--- Source ---
^^^^^^^^

Néanmoins, il reste beaucoup à faire et les exemples ci-dessous ne représentent qu’un échantillon de ce qui reste à construire.

La mise en place de politiques contra-cycliques en Europe ne peut se concevoir qu’au niveau de la zone euro. Le comblement des déséquilibres intracommunautaires et le respect d’une convergence minimum (ou maximum !) sont impératifs.

Les flux monétaires intracommunautaires circulent sans limitation, mais le point ici porte plutôt sur le fait que l’Union ne répond pas aux principes de Ricardo (cf. sur le Blog de la DFCG le 1er décembre 2010 : Mobilité des facteurs de production et chocs asymétriques). La réponse à ce problème, est davantage d’ordre politique qu’économique.

Les statuts de la BCE qui la confinent à un rôle de défenseur de la monnaie sans être obligé de tenir compte de l’emploi en Europe, seront repensés, une fois obtenue, la convergence macroéconomique des pays européens.

^^^^^^^^

--- Extrait de données ---
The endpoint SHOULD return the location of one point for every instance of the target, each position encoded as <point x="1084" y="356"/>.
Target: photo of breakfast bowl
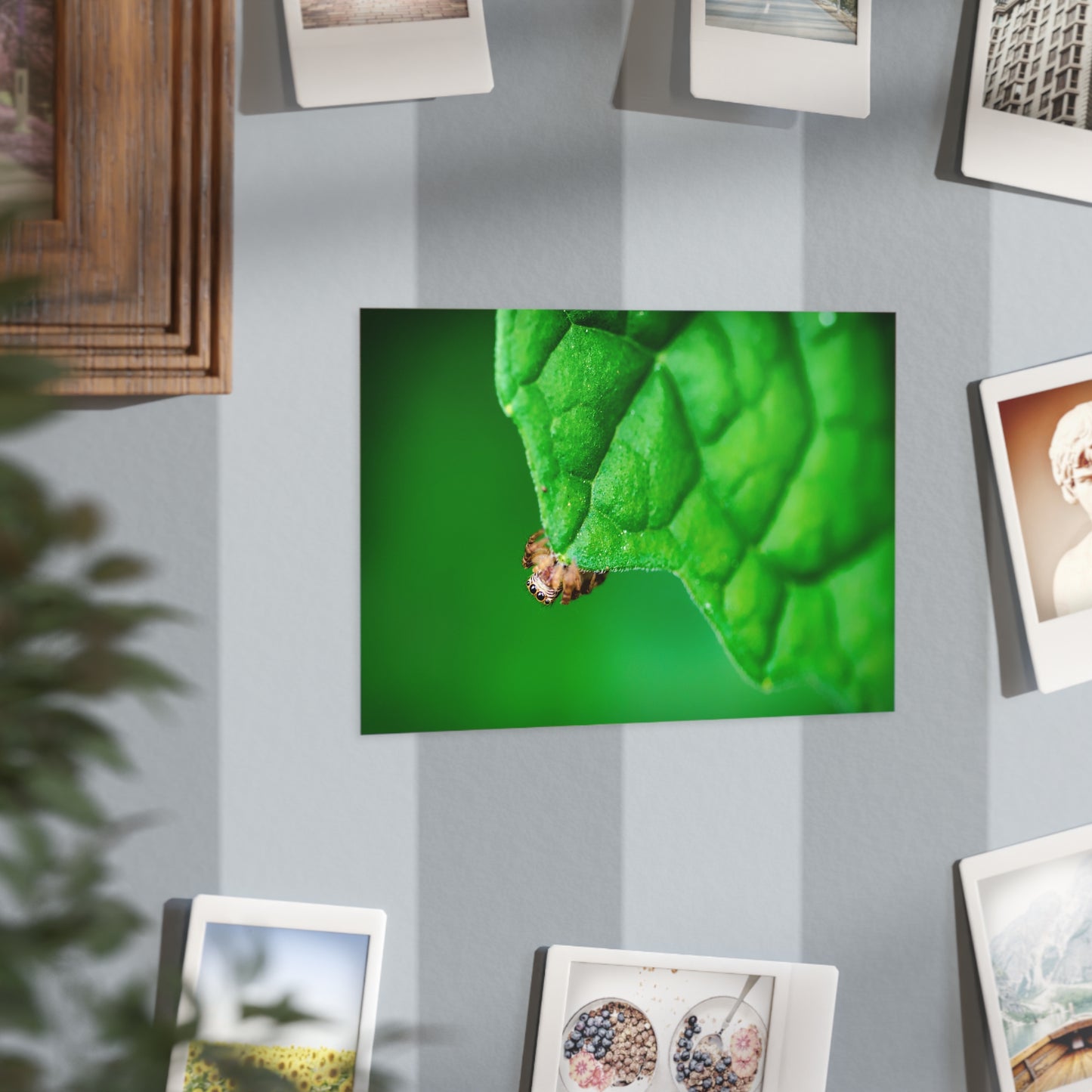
<point x="719" y="1047"/>
<point x="608" y="1043"/>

^^^^^^^^

--- Consigne ---
Indiquez, s'il vous plaît, si chacune des affirmations suivantes concorde avec le texte sur la zone euro, en répondant par oui ou non et en citant mot pour mot le passage décisif du texte.
(a) Les politiques contra-cycliques en Europe peuvent se concevoir au niveau de chaque pays.
(b) Les flux monétaires intracommunautaires circulent sans limitation.
(c) Les statuts de la BCE seront repensés avant la convergence macroéconomique des pays européens.
Les lignes constituent un matériau à part, distinct du texte sur la zone euro.

--- Résultat ---
(a) Non : « La mise en place de politiques contra-cycliques en Europe ne peut se concevoir qu’au niveau de la zone euro. »
(b) Oui : « Les flux monétaires intracommunautaires circulent sans limitation »
(c) Non : « seront repensés, une fois obtenue, la convergence macroéconomique des pays européens »